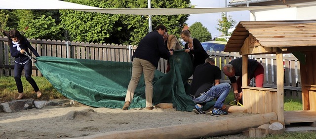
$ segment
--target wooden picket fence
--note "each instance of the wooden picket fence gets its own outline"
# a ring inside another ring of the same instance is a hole
[[[9,53],[7,38],[0,36],[0,75],[13,76],[14,59]],[[112,45],[64,40],[50,40],[39,39],[29,40],[40,56],[51,56],[65,58],[92,59],[96,60],[130,62],[136,46]],[[215,65],[221,69],[225,64],[236,58],[241,57],[238,53],[209,53],[215,60]],[[32,54],[32,57],[35,56]],[[275,55],[251,55],[249,58],[257,60],[262,64],[265,69],[264,87],[276,87],[276,67]],[[301,98],[301,78],[299,62],[292,55],[285,55],[284,62],[285,96],[293,98]],[[160,59],[158,70],[165,73],[166,60]],[[42,76],[40,72],[33,64],[33,76]],[[221,82],[229,82],[229,80],[222,73]]]

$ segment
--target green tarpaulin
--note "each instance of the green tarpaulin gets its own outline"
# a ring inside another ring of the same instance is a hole
[[[43,76],[67,98],[94,107],[122,107],[132,73],[131,63],[52,57],[37,59],[35,65]],[[170,63],[167,73],[155,71],[153,102],[172,103],[178,110],[191,111],[195,104],[187,83],[193,72],[190,57],[183,50],[175,51]],[[130,108],[145,107],[145,86],[141,77]],[[209,103],[204,109],[213,104]]]

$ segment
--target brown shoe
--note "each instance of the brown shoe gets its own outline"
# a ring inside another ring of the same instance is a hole
[[[24,97],[24,93],[22,92],[22,93],[19,93],[19,94],[20,94],[20,95],[19,95],[19,97],[16,98],[16,99],[17,100],[21,100],[22,98],[23,98],[23,97]]]
[[[40,97],[41,96],[41,92],[40,92],[40,90],[38,91],[38,92],[36,92],[36,95],[37,95],[38,96],[38,98],[40,98]]]
[[[154,109],[154,107],[153,106],[147,106],[146,107],[146,108],[148,110],[153,110],[153,109]]]
[[[124,105],[123,106],[123,110],[127,110],[127,109],[128,108],[128,107],[129,106],[129,104],[130,104],[130,103],[129,101],[127,101],[126,102],[125,102],[125,104],[124,104]]]

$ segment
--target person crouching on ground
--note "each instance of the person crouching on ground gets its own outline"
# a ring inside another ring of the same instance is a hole
[[[216,116],[227,115],[228,112],[222,109],[222,107],[229,93],[231,85],[228,83],[220,84],[221,71],[219,68],[211,64],[212,60],[211,58],[207,58],[205,64],[197,67],[193,74],[190,93],[192,100],[197,104],[193,111],[197,114],[205,114],[202,110],[203,105],[216,99],[211,114]]]

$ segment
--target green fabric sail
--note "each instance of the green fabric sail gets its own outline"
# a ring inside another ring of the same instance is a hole
[[[37,59],[35,65],[43,76],[66,97],[94,107],[122,107],[131,76],[131,63],[44,56]],[[154,104],[172,103],[177,110],[192,111],[195,104],[187,81],[193,72],[191,61],[188,54],[176,51],[170,59],[170,71],[165,74],[155,71]],[[146,106],[145,87],[142,76],[130,108]],[[204,109],[214,104],[208,103]]]

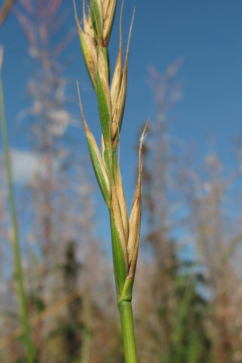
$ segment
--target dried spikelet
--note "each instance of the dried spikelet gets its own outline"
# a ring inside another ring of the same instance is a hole
[[[141,219],[141,201],[142,198],[141,147],[144,140],[145,133],[148,122],[149,120],[145,125],[140,139],[139,151],[139,176],[129,218],[129,233],[128,244],[129,265],[130,266],[129,270],[129,276],[130,276],[132,274],[134,274],[139,248]]]
[[[130,25],[130,29],[129,30],[129,39],[128,40],[128,44],[127,47],[127,51],[126,52],[126,56],[125,60],[124,66],[123,70],[123,74],[122,77],[122,81],[120,86],[120,90],[118,95],[118,98],[117,102],[116,107],[114,112],[113,113],[113,117],[112,125],[113,126],[112,130],[112,136],[113,140],[114,140],[114,147],[117,147],[118,140],[118,135],[117,132],[117,126],[119,129],[120,132],[122,125],[122,122],[123,120],[123,117],[124,116],[124,107],[125,104],[125,100],[126,99],[126,93],[127,91],[127,76],[128,70],[128,59],[129,58],[129,43],[130,42],[130,36],[131,35],[131,30],[134,20],[134,10],[133,13],[132,21]]]
[[[111,97],[111,103],[112,107],[112,118],[113,118],[114,113],[116,108],[117,102],[118,98],[119,93],[120,90],[120,86],[121,85],[121,81],[122,80],[122,34],[121,34],[121,24],[122,14],[123,10],[123,5],[124,5],[124,0],[122,4],[122,7],[121,8],[121,12],[120,13],[120,41],[119,48],[118,49],[118,53],[115,68],[114,68],[114,73],[113,77],[112,85],[111,85],[111,89],[110,90],[110,95]]]
[[[108,76],[102,48],[99,46],[97,63],[97,103],[100,123],[106,147],[109,146],[109,130],[112,122],[112,108]]]

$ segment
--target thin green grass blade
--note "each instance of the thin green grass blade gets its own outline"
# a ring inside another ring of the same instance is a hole
[[[18,291],[22,314],[22,321],[25,334],[25,344],[27,350],[28,363],[34,363],[34,349],[30,337],[29,317],[27,309],[26,297],[24,287],[23,273],[21,264],[17,220],[15,208],[14,193],[13,185],[10,156],[8,146],[8,134],[4,107],[3,91],[2,83],[1,72],[0,69],[0,115],[4,153],[6,164],[9,200],[13,231],[13,253],[15,260],[16,268],[18,283]]]

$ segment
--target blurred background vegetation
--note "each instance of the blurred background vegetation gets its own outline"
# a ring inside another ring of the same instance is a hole
[[[18,207],[36,361],[121,363],[112,262],[93,232],[99,221],[88,159],[76,152],[78,141],[66,132],[79,121],[70,111],[67,65],[59,57],[74,34],[54,46],[50,41],[66,19],[64,13],[57,16],[61,2],[22,1],[13,9],[33,70],[26,86],[29,106],[20,110],[16,122],[38,164],[19,192],[24,207]],[[143,149],[142,234],[133,293],[138,360],[241,363],[242,214],[231,215],[230,208],[241,199],[241,160],[238,156],[237,170],[225,179],[212,147],[195,168],[192,147],[169,133],[182,98],[182,62],[161,74],[149,69],[157,116]],[[236,147],[239,155],[238,140]],[[0,362],[20,363],[26,361],[1,163]]]

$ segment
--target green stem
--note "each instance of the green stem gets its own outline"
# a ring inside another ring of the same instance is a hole
[[[118,305],[120,314],[125,363],[137,363],[131,302],[122,301]]]
[[[21,265],[21,258],[18,240],[17,221],[15,208],[13,187],[11,170],[10,156],[8,147],[8,133],[6,122],[3,91],[3,90],[1,72],[0,72],[0,114],[1,115],[1,123],[2,137],[7,173],[9,199],[10,203],[11,214],[13,223],[13,252],[16,264],[16,267],[17,275],[18,282],[19,297],[22,314],[22,323],[25,331],[25,345],[27,349],[28,363],[33,363],[34,361],[34,349],[30,338],[30,331],[27,309],[26,297],[24,288],[23,274]]]

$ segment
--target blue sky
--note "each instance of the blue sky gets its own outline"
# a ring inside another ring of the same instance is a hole
[[[76,2],[80,20],[82,1]],[[113,66],[118,41],[120,0],[118,3],[110,44]],[[208,133],[212,132],[218,155],[231,168],[234,160],[231,138],[242,136],[242,2],[126,0],[122,23],[124,54],[134,5],[127,101],[121,134],[125,188],[129,193],[134,187],[138,130],[142,123],[150,116],[152,121],[155,115],[153,96],[147,85],[147,68],[153,65],[162,73],[179,57],[184,61],[177,79],[184,85],[184,97],[176,106],[176,121],[170,126],[170,133],[185,142],[195,143],[199,163],[208,151]],[[68,8],[70,13],[60,38],[70,29],[76,28],[71,0],[65,0],[63,7]],[[4,47],[3,78],[10,143],[14,149],[25,151],[29,145],[26,136],[18,132],[14,120],[19,111],[29,105],[24,90],[30,63],[27,42],[12,13],[1,29],[0,43]],[[73,83],[68,91],[77,101],[75,81],[78,79],[86,121],[99,139],[96,99],[77,36],[63,57],[69,56],[72,60],[66,74]],[[71,111],[79,117],[77,102]],[[80,126],[77,132],[83,150],[87,152],[80,122]]]

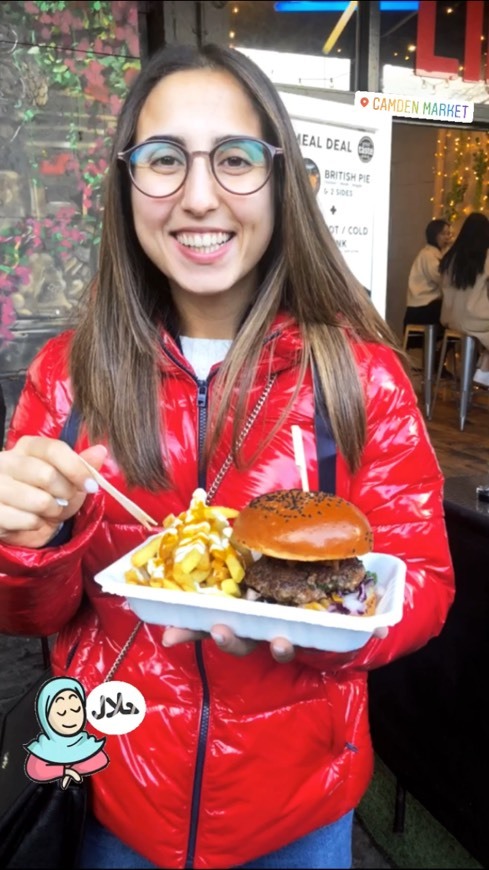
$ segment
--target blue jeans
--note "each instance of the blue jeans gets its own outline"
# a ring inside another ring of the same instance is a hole
[[[352,826],[353,812],[241,867],[243,870],[344,870],[351,867]],[[107,828],[89,817],[78,866],[80,870],[154,870],[157,865],[125,846]]]

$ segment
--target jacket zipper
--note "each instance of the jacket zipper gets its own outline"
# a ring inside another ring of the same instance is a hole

----------------------------------------

> [REQUIRED WORK] Identify each line in the data above that includes the string "zipper", and copy those lines out in full.

> [RESPONSE TO THIS TASK]
--target jacket zipper
--note "each instance of the jacket zipper gets its own outline"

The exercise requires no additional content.